Magnetic Loss Analysis in Coaxial Magnetic Gears

1
Polytechnic Department of Engineering and Architecture, Via delle Scienze 206, 33100 Udine, Italy
2
Department of Industrial Engineering, University of Padova, 35131 Padova, Italy
3
Department of Energy “Galileo Ferraris”, Politecnico di Torino, 10129 Torino, Italy
4
Department of Mechanical and Aerospace Engineering, Politecnico di Torino, 10129 Torino, Italy
*
Authors to whom correspondence should be addressed.
Electronics 2019, 8(11), 1320; https://doi.org/10.3390/electronics8111320
Submission received: 24 September 2019 / Revised: 24 October 2019 / Accepted: 6 November 2019 / Published: 9 November 2019
(This article belongs to the Special Issue Computational Electromagnetics and Its Applications)

Abstract

:
This paper proposes a procedure for computing magnetic losses in coaxial magnetic gears. These magnetic structures are made of permanent magnets and ferromagnetic poles in relative motion transferring torque between two shafts in a contactless way. The loss computation in magnetic materials is crucial to define the system performance. The flux distribution inside the iron parts is computed by means of the finite element method and a model of iron losses taking into account the rotational nature of the flux loci is applied. The procedure highlights where the major loss sources are present and gives the opportunity to evaluate some corrective measures to reduce their effects. Particular attention is devoted to the 2D modeling in presence of permanent magnets segmentation.

[Image object location entries]

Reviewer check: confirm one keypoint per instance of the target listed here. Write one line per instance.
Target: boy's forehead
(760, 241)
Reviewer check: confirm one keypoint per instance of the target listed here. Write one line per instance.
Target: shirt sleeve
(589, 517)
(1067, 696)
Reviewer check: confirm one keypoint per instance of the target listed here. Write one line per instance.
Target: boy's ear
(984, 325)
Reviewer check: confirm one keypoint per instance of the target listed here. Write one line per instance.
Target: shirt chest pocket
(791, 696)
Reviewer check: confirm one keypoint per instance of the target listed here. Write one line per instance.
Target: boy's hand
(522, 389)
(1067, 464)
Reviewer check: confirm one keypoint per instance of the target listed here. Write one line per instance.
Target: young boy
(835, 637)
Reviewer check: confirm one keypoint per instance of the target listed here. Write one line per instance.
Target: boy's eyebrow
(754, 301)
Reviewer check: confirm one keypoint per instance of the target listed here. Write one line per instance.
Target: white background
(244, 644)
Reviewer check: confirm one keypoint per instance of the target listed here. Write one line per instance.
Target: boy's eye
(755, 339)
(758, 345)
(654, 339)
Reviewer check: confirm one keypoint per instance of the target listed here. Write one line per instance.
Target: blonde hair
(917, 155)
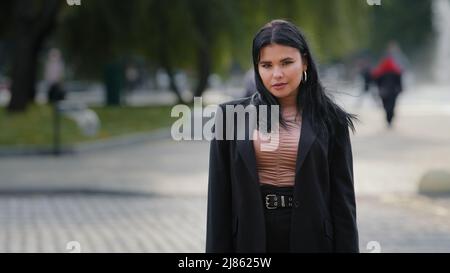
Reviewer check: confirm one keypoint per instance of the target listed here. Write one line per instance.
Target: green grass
(35, 126)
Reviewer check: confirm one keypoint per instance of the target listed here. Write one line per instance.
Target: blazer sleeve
(219, 224)
(343, 203)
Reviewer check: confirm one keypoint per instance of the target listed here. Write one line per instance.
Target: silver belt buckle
(268, 206)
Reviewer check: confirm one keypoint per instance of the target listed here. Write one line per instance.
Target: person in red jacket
(388, 77)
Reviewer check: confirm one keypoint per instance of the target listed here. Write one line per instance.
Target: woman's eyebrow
(282, 60)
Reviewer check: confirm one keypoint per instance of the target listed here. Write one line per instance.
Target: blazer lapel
(247, 151)
(307, 137)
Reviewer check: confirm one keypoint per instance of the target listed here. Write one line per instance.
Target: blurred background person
(388, 77)
(54, 75)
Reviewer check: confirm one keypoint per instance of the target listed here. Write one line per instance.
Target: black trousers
(278, 221)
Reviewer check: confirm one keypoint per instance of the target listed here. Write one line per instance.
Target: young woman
(299, 196)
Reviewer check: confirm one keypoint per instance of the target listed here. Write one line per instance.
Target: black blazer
(324, 212)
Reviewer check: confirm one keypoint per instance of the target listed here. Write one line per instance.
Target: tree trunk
(32, 27)
(23, 75)
(204, 70)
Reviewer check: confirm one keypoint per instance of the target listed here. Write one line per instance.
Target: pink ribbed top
(276, 160)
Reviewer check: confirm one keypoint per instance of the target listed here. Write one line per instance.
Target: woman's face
(281, 69)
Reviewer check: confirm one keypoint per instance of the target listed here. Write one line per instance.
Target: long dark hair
(324, 112)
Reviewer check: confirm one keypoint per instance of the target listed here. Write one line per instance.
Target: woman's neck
(288, 102)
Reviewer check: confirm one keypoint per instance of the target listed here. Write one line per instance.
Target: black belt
(275, 201)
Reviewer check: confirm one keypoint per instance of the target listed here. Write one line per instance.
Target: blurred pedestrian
(298, 196)
(388, 77)
(54, 75)
(249, 82)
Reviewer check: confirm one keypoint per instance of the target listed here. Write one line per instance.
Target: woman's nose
(277, 73)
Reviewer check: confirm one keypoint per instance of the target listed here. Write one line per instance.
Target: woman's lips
(279, 86)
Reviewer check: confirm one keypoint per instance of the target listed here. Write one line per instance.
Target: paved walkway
(152, 197)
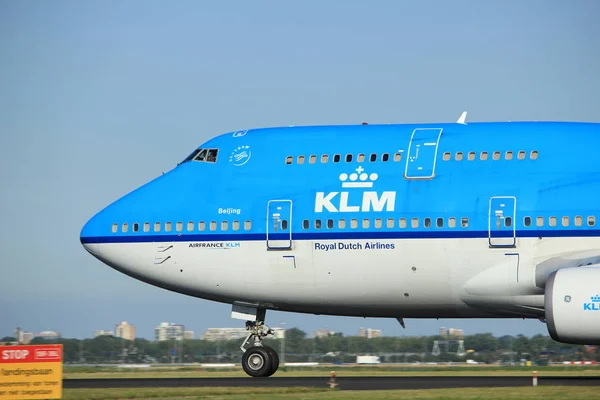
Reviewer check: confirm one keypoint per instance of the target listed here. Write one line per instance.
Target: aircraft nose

■ WHAT THIS TASK INVOLVES
From the header of the magnetic gears article, list every department named in the author affiliations.

■ SOLVED PROBLEM
- Polytechnic Department of Engineering and Architecture
- Department of Industrial Engineering
- Department of Energy "Galileo Ferraris"
- Department of Mechanical and Aerospace Engineering